- STATED GOAL 1 -
Quote the passage of the biography of the abbé de Choisy from "François Timoléon, abbé" to "memoirs and fiction.".
+++ TEXT SEGMENT
François Timoléon, abbé de Choisy (; 16 August 1644 – 2 October 1724) was a French cross-dresser, abbé, and author. He wrote numerous works on church history as well as travelogues, memoirs and fiction.

Biography
De Choisy was born in Paris. His father was attached to the household of the duke of Orléans, whilst his mother, who was on intimate terms with Anne of Austria, was regularly called upon to amuse Louis XIV. By a whim of his mother, the boy was dressed like a girl until he was eighteen, and, after appearing for a short time in man's costume, he resumed woman's dress on the advice—perhaps satirical or tongue-in-cheek advice—of Madame de La Fayette. Upon his mother's death, he inherited a large sum of money, allowing him to live a life of leisure. De Choisy delighted in the most extravagant toilettes until being publicly rebuked by the duc de Montausier, causing his retirement for some time to the provinces; thereupon, he allegedly used female appearance to serve numerous intrigues. However, doubt has been cast upon the veracity of these allegations, with historian Paul Scott of the University of Kansas stating "if you regard it [the memoir] with any scrutiny, there are implausibilities, contradictions, anachronisms and no contemporary corroboration whatsoever."
++++++
+++ DATA SUPPLIED
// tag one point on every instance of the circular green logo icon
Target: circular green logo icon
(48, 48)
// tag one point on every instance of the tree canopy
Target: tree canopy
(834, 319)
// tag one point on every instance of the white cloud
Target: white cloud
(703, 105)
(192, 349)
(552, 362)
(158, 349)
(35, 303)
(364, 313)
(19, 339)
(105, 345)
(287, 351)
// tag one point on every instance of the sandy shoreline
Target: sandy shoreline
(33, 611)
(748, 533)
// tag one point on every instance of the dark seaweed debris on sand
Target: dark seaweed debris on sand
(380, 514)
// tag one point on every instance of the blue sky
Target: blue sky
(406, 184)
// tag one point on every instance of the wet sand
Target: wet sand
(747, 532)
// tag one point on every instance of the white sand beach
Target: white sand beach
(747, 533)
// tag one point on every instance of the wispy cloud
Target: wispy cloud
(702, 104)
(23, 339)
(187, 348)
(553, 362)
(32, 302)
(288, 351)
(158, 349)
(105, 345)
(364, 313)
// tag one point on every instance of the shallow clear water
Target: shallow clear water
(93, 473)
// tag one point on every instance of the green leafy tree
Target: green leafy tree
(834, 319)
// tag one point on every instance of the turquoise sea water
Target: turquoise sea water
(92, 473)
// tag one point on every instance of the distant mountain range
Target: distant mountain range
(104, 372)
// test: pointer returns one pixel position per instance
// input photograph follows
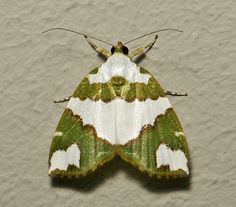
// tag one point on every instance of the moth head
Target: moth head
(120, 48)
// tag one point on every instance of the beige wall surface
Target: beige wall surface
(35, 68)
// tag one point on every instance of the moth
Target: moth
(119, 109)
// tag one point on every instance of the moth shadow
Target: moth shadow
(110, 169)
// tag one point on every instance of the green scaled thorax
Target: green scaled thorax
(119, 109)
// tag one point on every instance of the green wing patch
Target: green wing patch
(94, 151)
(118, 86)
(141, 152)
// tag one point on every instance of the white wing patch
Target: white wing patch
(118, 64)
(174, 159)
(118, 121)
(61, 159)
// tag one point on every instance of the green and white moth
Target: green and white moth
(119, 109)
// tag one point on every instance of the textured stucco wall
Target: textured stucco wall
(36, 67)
++++++
- STATED GOAL 2 -
Shift the records from the line with "the moth shadow" through the end of the records, adding 83 to every number in the coordinates. Give only those lines again, requests included.

- COMPLETE RESPONSE 1 -
François Timoléon, abbé de Choisy (; 16 August 1644 – 2 October 1724) was a French cross-dresser, abbé, and author. He wrote numerous works on church history as well as travelogues, memoirs and fiction.

- COMPLETE RESPONSE 2 -
// tag one point on every instance of the moth shadow
Target: moth shadow
(193, 252)
// tag one point on every instance of the green scaled thorax
Target: green scaled thorax
(202, 192)
// tag one point on every instance of the green wing patch
Target: green wing patch
(177, 234)
(201, 169)
(224, 235)
// tag one point on every instance of the white wing patch
Target: white wing patch
(201, 147)
(257, 242)
(201, 204)
(144, 242)
// tag one point on every instance of the green and white moth
Target: green and white moth
(202, 192)
// tag one point on every instance of the textured stucco wall
Target: textured stucco wall
(119, 150)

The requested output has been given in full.